[[ The input open ]]

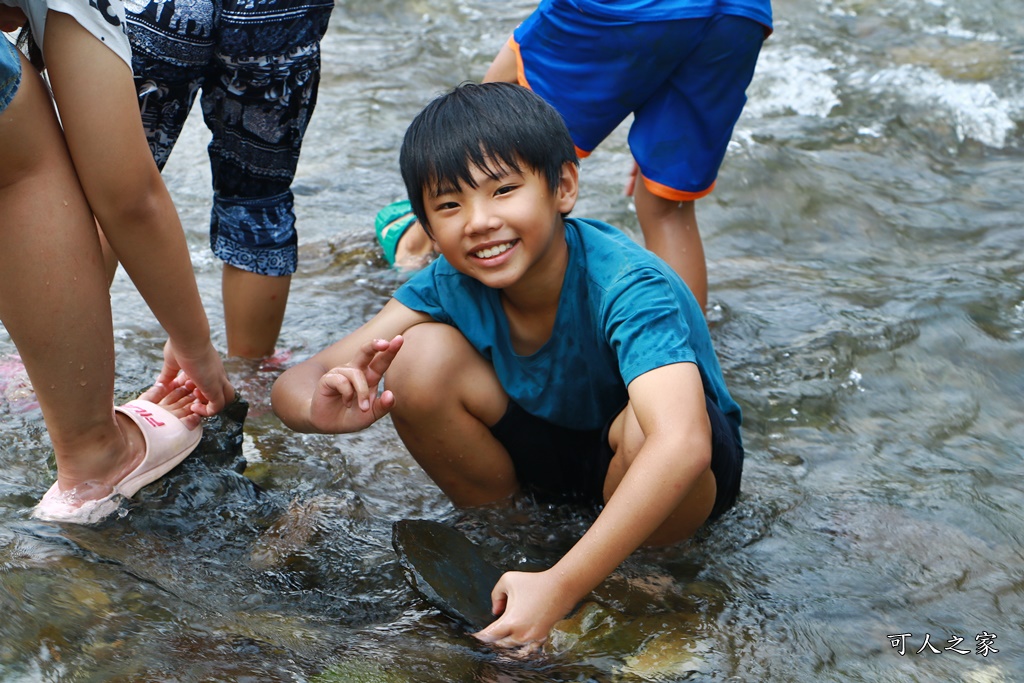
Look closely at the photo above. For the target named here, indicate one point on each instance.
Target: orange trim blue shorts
(10, 73)
(683, 80)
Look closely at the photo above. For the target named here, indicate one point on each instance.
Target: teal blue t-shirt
(622, 312)
(667, 10)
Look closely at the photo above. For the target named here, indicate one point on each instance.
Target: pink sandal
(168, 442)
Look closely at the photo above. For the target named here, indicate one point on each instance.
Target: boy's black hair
(488, 126)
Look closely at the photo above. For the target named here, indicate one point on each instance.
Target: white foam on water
(793, 80)
(976, 111)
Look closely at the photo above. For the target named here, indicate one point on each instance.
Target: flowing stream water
(865, 253)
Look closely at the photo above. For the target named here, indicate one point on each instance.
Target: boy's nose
(481, 219)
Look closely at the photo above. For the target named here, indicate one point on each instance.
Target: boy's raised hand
(529, 604)
(346, 399)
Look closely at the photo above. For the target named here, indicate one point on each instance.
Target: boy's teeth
(491, 252)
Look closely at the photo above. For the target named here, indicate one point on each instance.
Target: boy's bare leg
(53, 296)
(504, 69)
(254, 310)
(670, 229)
(626, 437)
(446, 397)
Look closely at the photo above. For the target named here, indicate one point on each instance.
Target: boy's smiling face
(506, 229)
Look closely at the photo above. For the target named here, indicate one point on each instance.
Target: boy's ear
(568, 187)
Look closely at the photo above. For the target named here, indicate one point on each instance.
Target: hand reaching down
(529, 604)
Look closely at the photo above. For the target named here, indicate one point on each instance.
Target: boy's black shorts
(556, 464)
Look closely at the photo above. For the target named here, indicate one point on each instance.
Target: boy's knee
(424, 363)
(436, 369)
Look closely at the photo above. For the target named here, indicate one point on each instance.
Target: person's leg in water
(258, 130)
(54, 300)
(93, 90)
(670, 229)
(464, 459)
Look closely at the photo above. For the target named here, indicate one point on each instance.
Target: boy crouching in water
(539, 353)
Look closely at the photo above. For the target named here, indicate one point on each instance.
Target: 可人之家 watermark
(983, 644)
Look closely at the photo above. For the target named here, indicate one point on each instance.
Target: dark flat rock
(448, 569)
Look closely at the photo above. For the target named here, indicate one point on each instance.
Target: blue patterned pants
(255, 65)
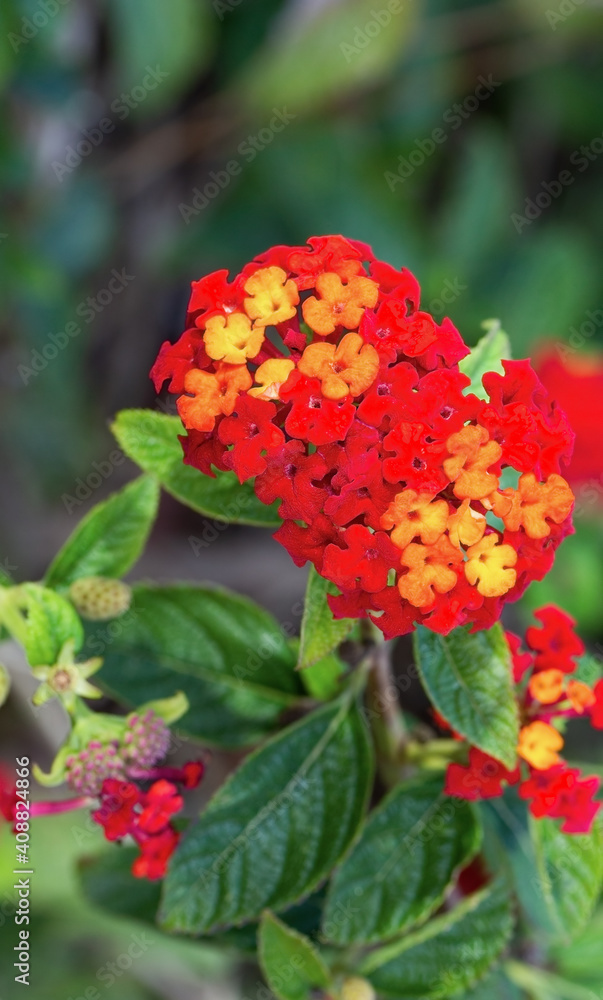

[[ The input closed ]]

## Directions for this task:
The records shown above are to be repeated exactly, with the pictures left out.

## Written reply:
Look closely at the photo above. For the target named here, indicate one point on each instance.
Target: orange trim blue shorts
(10, 73)
(683, 80)
Look closely at the photo above. For the target named here, indicate one point on each instance.
Target: teal blue t-shirt
(622, 312)
(667, 10)
Look closely at the photo above. For the target named here, indicate one point on each instance.
Target: pink sandal
(168, 442)
Look closely at the photo above. For the target named here, indicate one point on each instance.
Target: boy's black hair
(488, 126)
Look closely at the photo above. For the target named here, indicate one point on each instance.
Target: white foam on water
(793, 80)
(976, 111)
Look closely at the photo above. For the target named here, indicate one point on each instance.
Target: flowing stream water
(865, 253)
Look closely at the photo above. For the target named here, indicate one point on each instance.
Target: boy's nose
(481, 219)
Look closely at the photo above. For the target named here, indicate one point on each instance.
Target: boy's raised hand
(529, 604)
(346, 399)
Look closely at the photo above. For the target named here, indicate one point on each instance.
Target: boy's teeth
(491, 252)
Look closely at the photo above. For the target named here, indicate one point on each instance.
Target: boy's bare leg
(53, 296)
(504, 69)
(254, 310)
(670, 229)
(626, 437)
(446, 397)
Look closely at the photo above. For the target named here, indicate one point on each instance.
Target: boy's smiling face
(506, 229)
Look closely at the photo above. For the target named here, indicate one point on each instance.
Target: boy's ear
(568, 187)
Look closely at the photo above. For the target named here, indicate one point on each instance.
Target: hand reaching down
(529, 604)
Look closely at the photo above. For the target named here, indicate one point on each instance.
Target: boy's black shorts
(556, 464)
Look closely at the photo above. For the target named here, indicate one point on each instance.
Target: boy's knee
(424, 363)
(436, 369)
Look closely at the photo above. For the target named here, indicate one point on each instance.
Target: person's leg in water
(258, 130)
(54, 300)
(93, 90)
(670, 229)
(464, 459)
Look closely at the photo above. For the target named here, indicate one point on each instance.
Target: boy crouching in water
(539, 353)
Look closely at the photo above. For the target named here, indicate one point on each instance.
Target: 可人之家 watermark
(983, 644)
Look closely at the photo above. For the target named here, indicate one point on each instance.
Target: dark flat rock
(448, 569)
Look closely at the photo above. For the target named here, indicate one point on each instance.
Target: blue patterned pants
(255, 65)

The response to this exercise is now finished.